**SOURCE PASSAGE**:
*** Block opens ***

Nov. 9, 2010 -- More states may follow Michigan's lead in banning the popular alcoholic energy drink Four Loko after reports that dozens of college students have been hospitalized after drinking too much Four Loko.
Michigan's liquor control commission banned the retail sale of all alcoholic energy drinks statewide, including Four Loko, saying the drinks "present a threat to the public health and safety."
Commonly known among college students as "blackout in a can," one can of the fruity liquor malt combines 12 percent alcohol with a kick of caffeine sized to an average cup of coffee. The contrasting effects of consuming alcohol and stimulants conceal the effects of the alcohol. Many who who can't recognize the effect of the alcohol may drink more.
Many college campuses sent notices to students warning about the potential dangers of alcoholic energy drinks, and some campuses, such as the University of Rhode Island, have banned the drink. But now, advocates in New York and Oregon are pushing for a statewide sales ban.
Company behind Four Loko Defends Drink
The company behind a controversial caffeinated alcoholic beverage that's believed to have caused the sickening of dozens of Central Washington University students said it was the mixing of alcohol and possibly drugs that made the students so ill.
The aftermath of the party last month, at which police found students passed out all over the house and rushed nine to the hospital, has renewed calls for bans on the drink Four Loko, which combines as much alcohol as a six-pack of beer and the equivalent of one cup of coffee.
"One girl was sitting on a bench and she fainted, and my friend and I were like, 'Oh my god, oh my god.' We rushed out to help her and I gave her CPR," said one freshman who was at the Oct. 8 party but asked not to be identified. "These people were still fighting for consciousness almost," the student said. "And their eyes were rolling back to their heads, and I've just never seen anything like that."

*** Block closes ***

**PROVIDED DATA**:
*** Block opens ***

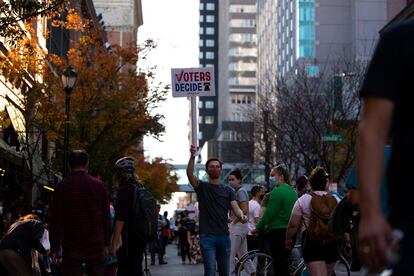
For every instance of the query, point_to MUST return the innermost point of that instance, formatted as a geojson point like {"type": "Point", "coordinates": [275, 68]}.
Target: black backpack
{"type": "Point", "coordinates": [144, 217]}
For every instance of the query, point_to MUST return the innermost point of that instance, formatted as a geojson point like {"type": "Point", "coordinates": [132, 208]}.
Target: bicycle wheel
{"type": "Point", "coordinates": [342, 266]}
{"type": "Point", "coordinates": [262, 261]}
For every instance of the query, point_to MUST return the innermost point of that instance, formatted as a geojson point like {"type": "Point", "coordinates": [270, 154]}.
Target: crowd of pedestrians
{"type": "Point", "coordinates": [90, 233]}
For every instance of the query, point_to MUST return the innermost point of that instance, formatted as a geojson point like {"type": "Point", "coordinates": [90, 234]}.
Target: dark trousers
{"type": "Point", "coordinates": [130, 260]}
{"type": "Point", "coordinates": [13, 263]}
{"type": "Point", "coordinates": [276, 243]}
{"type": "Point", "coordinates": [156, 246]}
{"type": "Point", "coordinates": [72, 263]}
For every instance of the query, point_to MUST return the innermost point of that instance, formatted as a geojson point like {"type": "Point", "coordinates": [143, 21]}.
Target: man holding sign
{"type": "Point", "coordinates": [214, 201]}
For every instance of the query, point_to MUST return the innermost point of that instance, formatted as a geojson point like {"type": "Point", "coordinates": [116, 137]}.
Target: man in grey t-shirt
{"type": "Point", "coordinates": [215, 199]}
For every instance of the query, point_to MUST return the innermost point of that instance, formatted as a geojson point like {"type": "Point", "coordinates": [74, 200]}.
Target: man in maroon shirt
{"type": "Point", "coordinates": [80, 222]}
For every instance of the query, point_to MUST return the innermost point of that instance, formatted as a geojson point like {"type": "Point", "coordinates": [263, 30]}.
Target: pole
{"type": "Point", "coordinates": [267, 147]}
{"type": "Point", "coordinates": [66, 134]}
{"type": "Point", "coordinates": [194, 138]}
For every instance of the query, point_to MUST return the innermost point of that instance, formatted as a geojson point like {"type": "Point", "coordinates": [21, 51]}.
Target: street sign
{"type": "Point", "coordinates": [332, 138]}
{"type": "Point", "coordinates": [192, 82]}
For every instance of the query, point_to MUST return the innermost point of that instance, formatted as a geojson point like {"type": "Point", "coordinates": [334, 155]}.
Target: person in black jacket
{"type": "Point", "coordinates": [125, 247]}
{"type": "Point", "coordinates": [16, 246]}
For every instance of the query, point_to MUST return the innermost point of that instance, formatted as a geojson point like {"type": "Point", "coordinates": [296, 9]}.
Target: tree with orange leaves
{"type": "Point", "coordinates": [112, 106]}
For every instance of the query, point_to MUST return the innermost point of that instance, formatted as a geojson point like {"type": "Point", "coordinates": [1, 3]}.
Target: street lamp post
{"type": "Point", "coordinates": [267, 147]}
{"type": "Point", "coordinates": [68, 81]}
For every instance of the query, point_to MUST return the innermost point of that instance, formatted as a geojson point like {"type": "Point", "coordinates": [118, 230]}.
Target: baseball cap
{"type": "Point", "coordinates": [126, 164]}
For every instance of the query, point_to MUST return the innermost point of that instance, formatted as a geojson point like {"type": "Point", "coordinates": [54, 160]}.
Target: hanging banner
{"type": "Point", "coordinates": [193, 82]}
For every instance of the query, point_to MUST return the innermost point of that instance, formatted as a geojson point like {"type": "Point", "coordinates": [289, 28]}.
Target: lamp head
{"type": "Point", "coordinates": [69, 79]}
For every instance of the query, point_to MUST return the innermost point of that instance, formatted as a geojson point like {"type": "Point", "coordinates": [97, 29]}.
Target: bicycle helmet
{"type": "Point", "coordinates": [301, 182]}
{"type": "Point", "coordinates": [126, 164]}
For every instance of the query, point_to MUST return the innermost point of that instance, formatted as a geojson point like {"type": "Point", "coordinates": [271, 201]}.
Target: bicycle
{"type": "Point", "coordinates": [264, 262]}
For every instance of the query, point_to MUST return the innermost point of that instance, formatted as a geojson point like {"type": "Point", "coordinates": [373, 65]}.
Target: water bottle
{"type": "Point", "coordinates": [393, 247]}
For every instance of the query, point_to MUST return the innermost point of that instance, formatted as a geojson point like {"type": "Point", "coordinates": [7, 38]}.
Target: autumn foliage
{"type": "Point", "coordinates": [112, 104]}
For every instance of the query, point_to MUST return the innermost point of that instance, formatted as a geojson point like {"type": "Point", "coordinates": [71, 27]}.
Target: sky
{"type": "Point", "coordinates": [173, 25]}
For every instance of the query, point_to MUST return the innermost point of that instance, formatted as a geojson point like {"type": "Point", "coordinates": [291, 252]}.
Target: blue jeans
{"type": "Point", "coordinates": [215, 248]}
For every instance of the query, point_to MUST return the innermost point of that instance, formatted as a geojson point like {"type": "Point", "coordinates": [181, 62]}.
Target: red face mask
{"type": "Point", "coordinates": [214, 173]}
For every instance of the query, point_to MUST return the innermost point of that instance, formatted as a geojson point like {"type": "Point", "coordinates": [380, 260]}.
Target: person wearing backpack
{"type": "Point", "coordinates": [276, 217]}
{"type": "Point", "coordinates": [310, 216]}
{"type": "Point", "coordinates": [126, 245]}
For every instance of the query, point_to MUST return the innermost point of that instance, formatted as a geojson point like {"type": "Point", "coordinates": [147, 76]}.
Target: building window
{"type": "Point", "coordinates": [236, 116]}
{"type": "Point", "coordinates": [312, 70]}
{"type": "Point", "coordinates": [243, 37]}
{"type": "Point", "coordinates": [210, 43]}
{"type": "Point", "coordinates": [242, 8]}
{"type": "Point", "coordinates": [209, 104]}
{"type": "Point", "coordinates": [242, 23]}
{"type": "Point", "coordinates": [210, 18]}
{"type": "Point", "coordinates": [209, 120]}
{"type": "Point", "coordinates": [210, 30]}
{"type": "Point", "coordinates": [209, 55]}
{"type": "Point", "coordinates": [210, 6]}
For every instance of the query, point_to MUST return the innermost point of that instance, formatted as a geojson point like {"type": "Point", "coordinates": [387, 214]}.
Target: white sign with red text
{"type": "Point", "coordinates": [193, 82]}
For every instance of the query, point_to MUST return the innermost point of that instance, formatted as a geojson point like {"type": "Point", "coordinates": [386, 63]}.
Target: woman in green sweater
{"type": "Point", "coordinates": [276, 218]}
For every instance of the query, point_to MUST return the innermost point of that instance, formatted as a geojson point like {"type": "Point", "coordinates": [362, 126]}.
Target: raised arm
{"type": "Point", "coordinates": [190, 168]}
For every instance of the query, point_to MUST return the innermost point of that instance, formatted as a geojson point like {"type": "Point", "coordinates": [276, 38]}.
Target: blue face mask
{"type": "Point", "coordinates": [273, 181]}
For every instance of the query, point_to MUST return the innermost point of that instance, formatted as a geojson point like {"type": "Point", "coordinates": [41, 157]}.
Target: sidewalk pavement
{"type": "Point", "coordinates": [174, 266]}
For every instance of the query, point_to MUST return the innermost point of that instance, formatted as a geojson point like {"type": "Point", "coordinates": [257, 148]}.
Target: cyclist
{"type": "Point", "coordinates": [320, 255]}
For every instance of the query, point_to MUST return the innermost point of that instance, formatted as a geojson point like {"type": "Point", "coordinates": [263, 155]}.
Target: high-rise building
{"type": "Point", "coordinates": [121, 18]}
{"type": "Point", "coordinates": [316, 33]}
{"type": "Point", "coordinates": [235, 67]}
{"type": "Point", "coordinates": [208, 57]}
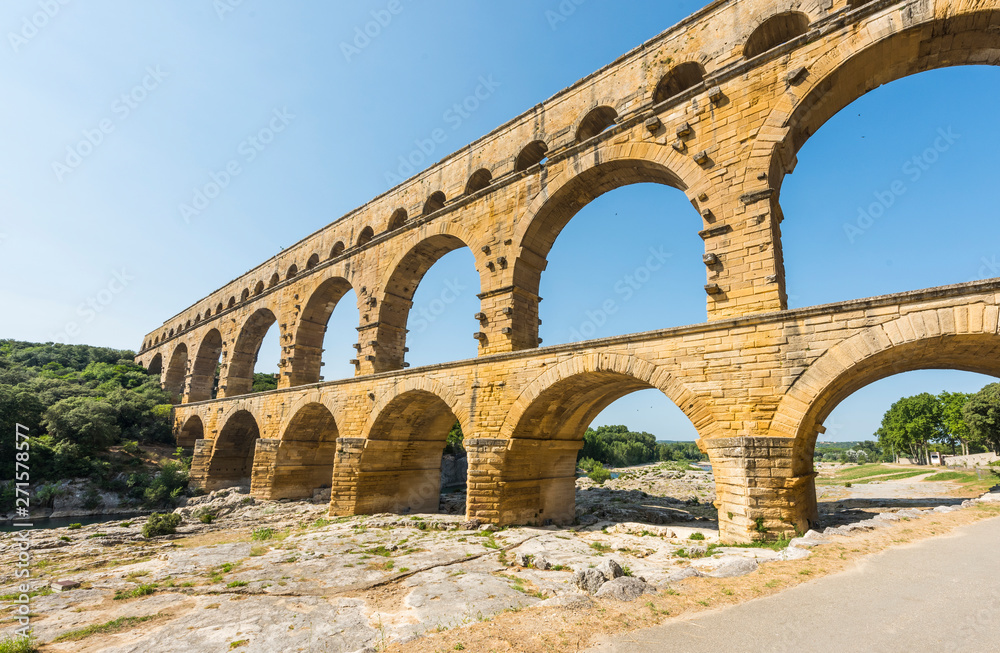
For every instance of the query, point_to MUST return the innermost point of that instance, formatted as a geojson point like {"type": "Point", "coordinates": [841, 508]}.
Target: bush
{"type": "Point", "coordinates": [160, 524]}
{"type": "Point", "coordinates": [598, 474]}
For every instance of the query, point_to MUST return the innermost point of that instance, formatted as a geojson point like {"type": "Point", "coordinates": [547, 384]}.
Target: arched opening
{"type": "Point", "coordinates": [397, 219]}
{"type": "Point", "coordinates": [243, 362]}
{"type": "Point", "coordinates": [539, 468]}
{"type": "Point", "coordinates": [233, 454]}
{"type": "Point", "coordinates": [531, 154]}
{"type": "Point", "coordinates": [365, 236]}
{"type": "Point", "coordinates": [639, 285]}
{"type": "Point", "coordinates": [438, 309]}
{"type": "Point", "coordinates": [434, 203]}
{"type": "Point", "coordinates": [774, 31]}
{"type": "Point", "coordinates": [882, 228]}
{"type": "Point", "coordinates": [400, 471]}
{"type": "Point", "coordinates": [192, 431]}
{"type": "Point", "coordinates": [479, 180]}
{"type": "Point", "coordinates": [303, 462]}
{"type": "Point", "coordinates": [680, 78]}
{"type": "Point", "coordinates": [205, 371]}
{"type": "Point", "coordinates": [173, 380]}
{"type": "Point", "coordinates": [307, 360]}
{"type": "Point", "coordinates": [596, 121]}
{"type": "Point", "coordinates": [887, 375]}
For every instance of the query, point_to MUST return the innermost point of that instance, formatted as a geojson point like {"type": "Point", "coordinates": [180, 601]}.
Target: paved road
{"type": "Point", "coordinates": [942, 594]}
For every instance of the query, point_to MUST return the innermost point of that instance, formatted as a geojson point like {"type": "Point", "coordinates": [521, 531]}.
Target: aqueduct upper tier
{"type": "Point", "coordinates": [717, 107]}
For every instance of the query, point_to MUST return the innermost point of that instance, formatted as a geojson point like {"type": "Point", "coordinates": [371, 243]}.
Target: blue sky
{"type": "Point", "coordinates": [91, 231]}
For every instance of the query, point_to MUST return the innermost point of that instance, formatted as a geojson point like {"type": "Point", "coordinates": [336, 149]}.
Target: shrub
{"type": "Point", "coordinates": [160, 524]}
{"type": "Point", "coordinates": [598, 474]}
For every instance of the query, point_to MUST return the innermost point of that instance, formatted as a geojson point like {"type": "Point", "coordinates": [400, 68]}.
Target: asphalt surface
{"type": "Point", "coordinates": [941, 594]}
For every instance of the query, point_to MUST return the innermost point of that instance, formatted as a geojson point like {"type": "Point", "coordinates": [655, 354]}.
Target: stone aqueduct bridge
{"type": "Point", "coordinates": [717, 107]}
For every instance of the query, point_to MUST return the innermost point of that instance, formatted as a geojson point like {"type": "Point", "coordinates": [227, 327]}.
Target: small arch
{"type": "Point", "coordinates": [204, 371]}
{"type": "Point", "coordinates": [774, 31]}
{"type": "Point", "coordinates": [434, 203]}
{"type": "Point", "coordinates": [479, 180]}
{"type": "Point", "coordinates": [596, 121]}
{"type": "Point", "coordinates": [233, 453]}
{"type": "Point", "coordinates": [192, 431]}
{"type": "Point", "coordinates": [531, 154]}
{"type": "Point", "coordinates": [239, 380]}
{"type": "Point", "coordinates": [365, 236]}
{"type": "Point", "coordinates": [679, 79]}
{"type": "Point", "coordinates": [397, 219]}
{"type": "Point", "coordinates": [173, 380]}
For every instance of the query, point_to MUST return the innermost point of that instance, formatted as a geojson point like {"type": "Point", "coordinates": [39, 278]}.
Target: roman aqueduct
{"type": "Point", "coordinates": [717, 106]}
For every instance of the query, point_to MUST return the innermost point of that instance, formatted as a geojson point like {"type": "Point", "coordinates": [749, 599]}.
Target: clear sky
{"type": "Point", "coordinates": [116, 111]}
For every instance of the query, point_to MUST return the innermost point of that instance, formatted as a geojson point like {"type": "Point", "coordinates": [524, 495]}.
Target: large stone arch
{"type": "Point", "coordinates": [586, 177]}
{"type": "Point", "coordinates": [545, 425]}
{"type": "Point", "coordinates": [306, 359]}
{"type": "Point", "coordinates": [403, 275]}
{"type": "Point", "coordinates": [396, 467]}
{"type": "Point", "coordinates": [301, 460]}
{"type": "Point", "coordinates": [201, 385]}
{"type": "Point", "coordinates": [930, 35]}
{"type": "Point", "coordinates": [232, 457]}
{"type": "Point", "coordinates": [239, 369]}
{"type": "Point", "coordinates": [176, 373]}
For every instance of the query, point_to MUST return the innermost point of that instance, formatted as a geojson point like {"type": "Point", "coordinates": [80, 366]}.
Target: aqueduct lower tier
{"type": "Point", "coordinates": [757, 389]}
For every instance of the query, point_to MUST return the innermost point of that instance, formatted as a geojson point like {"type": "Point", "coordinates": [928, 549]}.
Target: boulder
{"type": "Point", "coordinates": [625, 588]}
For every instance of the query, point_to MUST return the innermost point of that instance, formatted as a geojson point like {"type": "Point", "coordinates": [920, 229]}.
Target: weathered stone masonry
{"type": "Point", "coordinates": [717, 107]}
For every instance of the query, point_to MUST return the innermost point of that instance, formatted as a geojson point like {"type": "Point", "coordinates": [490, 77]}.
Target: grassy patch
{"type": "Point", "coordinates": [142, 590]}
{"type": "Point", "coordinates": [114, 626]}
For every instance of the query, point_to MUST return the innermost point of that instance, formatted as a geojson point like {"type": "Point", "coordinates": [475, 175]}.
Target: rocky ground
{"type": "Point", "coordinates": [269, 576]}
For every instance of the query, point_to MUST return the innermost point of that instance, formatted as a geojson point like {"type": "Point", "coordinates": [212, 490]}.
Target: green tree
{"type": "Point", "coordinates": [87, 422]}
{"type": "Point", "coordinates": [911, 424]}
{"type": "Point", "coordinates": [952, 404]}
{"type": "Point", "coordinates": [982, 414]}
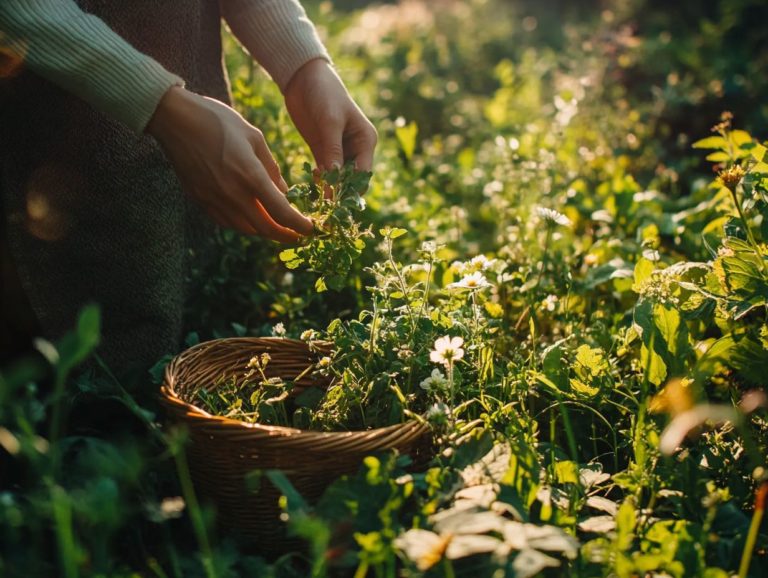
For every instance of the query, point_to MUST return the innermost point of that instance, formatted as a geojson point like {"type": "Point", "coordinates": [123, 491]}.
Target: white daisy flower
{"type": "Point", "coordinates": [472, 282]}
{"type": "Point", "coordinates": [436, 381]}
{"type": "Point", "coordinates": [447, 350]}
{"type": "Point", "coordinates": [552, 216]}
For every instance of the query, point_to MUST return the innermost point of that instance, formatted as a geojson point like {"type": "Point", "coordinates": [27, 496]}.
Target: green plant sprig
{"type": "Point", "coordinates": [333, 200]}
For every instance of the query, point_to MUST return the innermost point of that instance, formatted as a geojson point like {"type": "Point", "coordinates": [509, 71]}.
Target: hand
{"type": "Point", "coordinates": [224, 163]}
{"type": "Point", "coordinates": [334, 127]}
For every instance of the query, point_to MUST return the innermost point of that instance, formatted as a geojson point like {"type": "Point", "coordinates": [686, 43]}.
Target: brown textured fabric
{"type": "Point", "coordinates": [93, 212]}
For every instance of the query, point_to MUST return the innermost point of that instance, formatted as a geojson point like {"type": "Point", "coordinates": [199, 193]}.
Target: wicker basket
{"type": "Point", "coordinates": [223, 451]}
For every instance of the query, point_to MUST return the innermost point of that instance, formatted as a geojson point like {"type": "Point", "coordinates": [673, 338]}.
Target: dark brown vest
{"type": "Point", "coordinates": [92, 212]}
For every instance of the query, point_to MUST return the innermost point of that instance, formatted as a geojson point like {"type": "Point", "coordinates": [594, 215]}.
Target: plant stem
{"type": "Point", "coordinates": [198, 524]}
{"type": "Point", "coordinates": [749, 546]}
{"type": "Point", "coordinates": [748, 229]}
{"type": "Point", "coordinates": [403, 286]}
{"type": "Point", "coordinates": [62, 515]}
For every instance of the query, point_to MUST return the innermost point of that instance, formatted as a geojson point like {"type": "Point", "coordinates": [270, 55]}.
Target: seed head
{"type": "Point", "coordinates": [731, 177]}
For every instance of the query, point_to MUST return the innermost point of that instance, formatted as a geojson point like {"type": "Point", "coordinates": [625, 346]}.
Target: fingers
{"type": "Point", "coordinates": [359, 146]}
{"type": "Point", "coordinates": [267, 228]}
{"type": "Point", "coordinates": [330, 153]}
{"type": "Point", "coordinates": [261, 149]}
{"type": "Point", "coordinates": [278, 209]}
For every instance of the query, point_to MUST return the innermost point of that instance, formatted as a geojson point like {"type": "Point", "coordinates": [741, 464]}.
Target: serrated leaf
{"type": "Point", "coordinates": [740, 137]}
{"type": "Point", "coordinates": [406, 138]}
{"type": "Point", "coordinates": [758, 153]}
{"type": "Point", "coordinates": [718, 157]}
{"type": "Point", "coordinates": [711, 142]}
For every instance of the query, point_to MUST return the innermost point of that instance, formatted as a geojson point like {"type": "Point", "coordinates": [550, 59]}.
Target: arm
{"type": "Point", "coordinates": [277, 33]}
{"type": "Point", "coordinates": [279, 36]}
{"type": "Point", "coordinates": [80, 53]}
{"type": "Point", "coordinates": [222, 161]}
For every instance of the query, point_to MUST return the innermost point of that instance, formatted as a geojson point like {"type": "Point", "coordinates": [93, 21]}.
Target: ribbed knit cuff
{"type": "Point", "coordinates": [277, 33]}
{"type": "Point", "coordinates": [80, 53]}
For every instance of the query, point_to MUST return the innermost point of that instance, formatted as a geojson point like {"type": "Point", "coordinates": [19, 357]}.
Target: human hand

*** Block closes ***

**PROBLEM SET**:
a - Can you reproduce the Four Loko article verbatim, from "Commonly known among" to "statewide sales ban."?
b - What follows the final sentence of the Four Loko article? Continue the article from that point.

**ANSWERS FOR THIS EXERCISE**:
a -
Commonly known among college students as "blackout in a can," one can of the fruity liquor malt combines 12 percent alcohol with a kick of caffeine sized to an average cup of coffee. The contrasting effects of consuming alcohol and stimulants conceal the effects of the alcohol. Many who who can't recognize the effect of the alcohol may drink more.
Many college campuses sent notices to students warning about the potential dangers of alcoholic energy drinks, and some campuses, such as the University of Rhode Island, have banned the drink. But now, advocates in New York and Oregon are pushing for a statewide sales ban.

b -
Four Loko manufacturer Phusion Projects defended its product in a statement to ABC News, pointing to seven labels on the can that warned of the drink's contents and calling attention to the need for identification to purchase it.
"The unacceptable incident at Central Washington University, which appears to have involved hard liquor ... and possibly illicit substances," the statement read, "is precisely why we go to great lengths to ensure that our products are not sold to underage consumers and are not abused."
Authorities who responded to the party said the students were in such bad condition that they were initially believed to have fallen victim to the date rape drug. But police said that toxicology tests performed on the students found no evidence of drug use.
Central Washington quickly joined a growing list of colleges that have banned the drinks, which sell for about $2.50 each.
The Food and Drug Administration is already investigating caffeinated alcoholic drinks, including Four Loko, and is asking for justification for putting caffeine in the beverages.
"The problem is when you put all these things together, it's a nightmare," Harris Stratyner, vice president of the Caron Center and an addiction specialist, told "Good Morning America." "The caffeine may make you feel like you're not getting drunk as quickly so you may ingest more."
Stratyner said he saw no reason for caffeine to be added, "other than to give kids an added boost and to get them to purchase more."
"Quite frankly, I think adults that are legal shouldn't drink it either," he said.
In its statement to ABC News, Phusion Projects said Four Loko was as safe as any other alcoholic beverage. "Consuming caffeine and alcohol together has been done safely for years," the statement read. "Our products contain less alcohol than an average rum and cola, less alcohol and caffeine than an average Red Bull and vodka, and are comparable to having coffee after a meal with a couple glasses of wine."
Calls to Ban Caffeinated Alcohol Drinks Like Four Loko
Central Washington University announced at a news conference in Ellensburg, Wash., that more than 50 students had become ill at the party and that the blood-alcohol content of students ranged from .12 percent to .335 percent.
In Washington, 0.08 is the legal limit for intoxication, and 0.3 can be lethal.
Washington State Attorney General Rob McKenna said he would ask the FDA to ban the drinks nationwide. Police called to the scene of the house party, in Rosyln, Wash., about 30 miles from the university, found young people -- many of them women -- passed out throughout the house and on the front lawn.
Police were suspected immediately that drugs were involved, but interviews with the students and toxicology tests ruled out drugs, police said.
"Perhaps even more disturbing," said Police Chief Steve Rittereiser, was that students were drinking beer and vodka in addition to Four Loko.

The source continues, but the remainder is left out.